» Dataset rows about object locations:
━━━━━━━━

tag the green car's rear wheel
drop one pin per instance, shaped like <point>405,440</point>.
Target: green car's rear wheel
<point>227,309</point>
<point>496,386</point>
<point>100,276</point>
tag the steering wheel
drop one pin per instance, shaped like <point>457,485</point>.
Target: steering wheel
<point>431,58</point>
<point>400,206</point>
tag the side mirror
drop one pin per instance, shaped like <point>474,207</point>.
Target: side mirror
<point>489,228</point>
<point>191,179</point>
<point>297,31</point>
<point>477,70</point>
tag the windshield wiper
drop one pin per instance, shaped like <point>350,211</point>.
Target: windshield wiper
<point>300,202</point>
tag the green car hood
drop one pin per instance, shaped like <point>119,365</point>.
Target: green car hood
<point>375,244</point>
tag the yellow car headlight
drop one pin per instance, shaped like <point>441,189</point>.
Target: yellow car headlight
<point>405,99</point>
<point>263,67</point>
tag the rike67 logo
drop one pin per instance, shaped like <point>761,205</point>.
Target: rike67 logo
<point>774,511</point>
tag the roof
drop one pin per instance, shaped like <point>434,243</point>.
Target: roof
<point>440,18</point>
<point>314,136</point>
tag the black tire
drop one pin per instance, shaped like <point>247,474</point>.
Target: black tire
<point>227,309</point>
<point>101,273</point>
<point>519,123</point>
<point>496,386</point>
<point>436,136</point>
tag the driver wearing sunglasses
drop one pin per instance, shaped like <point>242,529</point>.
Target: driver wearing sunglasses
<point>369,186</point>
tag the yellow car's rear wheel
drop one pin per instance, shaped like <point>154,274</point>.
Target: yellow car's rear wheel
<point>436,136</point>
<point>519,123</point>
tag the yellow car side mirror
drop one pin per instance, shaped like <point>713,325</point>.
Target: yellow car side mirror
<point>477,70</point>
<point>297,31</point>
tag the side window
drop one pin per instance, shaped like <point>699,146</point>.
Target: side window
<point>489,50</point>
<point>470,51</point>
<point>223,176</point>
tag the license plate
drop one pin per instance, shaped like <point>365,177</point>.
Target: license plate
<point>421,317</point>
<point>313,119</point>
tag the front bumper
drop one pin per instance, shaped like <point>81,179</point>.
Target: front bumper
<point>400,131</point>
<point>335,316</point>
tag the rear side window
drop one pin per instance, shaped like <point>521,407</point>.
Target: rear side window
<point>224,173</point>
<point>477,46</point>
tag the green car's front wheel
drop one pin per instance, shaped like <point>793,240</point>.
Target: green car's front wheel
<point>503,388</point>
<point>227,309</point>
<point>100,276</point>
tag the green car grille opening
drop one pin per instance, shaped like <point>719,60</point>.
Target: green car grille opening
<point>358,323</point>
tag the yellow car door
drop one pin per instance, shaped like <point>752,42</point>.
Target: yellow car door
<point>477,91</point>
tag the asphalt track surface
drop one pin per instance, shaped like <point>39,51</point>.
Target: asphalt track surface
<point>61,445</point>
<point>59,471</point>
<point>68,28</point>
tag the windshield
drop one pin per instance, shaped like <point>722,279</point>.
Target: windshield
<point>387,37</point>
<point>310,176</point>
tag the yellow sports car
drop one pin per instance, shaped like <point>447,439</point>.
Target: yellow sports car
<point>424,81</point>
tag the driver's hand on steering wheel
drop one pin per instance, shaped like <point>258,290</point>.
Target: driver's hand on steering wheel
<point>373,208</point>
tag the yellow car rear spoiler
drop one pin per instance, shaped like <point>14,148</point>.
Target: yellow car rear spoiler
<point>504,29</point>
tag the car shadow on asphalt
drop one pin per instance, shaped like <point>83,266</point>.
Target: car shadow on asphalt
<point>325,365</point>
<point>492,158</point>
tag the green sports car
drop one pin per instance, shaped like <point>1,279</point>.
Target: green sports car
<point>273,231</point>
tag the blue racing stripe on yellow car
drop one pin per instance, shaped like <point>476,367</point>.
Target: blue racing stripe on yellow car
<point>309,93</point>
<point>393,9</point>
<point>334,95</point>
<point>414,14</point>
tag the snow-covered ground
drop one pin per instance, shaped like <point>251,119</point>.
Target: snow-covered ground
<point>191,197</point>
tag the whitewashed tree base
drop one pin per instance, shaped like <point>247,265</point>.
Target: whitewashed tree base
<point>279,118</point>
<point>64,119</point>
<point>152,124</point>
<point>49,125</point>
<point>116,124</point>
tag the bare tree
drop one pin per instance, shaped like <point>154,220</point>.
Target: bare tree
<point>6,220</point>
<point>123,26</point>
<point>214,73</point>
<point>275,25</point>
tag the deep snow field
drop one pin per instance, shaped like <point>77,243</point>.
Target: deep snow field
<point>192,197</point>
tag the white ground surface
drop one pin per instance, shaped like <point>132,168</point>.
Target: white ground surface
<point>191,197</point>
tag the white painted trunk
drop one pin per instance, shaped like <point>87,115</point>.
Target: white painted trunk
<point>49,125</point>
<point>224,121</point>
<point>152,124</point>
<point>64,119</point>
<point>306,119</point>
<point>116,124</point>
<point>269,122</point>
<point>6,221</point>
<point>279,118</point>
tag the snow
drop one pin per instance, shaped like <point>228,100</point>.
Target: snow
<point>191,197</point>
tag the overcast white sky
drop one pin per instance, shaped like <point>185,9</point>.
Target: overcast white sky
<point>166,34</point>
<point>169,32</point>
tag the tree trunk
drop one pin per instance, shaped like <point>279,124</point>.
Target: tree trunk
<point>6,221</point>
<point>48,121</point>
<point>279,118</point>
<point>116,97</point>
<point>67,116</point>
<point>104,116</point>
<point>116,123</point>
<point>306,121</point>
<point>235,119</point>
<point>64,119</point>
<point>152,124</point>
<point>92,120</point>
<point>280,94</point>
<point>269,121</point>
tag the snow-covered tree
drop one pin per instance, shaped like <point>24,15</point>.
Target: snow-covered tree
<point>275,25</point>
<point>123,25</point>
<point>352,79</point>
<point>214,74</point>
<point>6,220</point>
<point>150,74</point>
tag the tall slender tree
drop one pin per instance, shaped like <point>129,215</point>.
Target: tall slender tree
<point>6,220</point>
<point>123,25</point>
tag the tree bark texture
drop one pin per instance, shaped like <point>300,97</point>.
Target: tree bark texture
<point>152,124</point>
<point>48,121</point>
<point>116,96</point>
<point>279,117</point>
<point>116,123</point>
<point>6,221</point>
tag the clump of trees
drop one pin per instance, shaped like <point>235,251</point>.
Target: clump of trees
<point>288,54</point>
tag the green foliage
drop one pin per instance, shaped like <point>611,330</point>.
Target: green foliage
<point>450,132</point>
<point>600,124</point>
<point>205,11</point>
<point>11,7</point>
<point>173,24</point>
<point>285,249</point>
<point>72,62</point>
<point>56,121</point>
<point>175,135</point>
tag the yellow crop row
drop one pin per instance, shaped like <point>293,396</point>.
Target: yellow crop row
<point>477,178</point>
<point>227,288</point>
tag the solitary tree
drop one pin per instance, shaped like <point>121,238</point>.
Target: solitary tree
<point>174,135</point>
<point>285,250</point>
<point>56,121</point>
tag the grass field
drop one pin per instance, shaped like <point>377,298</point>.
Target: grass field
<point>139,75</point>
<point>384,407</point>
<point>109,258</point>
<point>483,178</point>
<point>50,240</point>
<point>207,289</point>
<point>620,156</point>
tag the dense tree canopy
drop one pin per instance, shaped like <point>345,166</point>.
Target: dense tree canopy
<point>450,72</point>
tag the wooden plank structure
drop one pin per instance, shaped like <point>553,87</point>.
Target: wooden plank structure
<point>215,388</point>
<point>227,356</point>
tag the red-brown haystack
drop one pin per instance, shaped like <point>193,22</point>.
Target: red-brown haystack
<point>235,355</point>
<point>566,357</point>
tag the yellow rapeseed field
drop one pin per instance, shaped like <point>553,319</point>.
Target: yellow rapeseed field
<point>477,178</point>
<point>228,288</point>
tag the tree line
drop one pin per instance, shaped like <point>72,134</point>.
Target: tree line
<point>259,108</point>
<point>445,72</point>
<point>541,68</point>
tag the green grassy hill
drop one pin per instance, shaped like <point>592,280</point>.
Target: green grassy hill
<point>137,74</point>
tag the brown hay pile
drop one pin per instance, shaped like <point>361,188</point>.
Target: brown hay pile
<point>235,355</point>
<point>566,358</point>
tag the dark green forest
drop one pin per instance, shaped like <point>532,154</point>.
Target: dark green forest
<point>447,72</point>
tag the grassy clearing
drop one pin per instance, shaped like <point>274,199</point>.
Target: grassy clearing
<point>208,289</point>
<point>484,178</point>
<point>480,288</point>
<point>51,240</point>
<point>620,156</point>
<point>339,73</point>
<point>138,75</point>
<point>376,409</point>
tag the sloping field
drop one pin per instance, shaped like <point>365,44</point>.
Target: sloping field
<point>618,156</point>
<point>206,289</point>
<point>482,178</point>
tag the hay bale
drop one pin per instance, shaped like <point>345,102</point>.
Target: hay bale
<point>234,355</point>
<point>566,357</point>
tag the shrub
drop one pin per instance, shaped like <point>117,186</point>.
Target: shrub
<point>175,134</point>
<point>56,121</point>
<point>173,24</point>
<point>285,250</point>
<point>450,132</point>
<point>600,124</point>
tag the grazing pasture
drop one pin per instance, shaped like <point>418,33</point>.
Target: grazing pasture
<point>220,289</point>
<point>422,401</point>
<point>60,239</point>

━━━━━━━━

» What the exercise asks: Rewrite everything from the line containing "tag the tree line" down to the line containing "<point>541,68</point>", request lines included. Multiply each answer point coordinate by 0.8 and round to a whole number with halves going up, but keep the sample point in the pin instruction as it is.

» Exercise output:
tag the tree line
drop one pin per instance, shaped like <point>72,134</point>.
Target: tree line
<point>207,86</point>
<point>356,58</point>
<point>433,54</point>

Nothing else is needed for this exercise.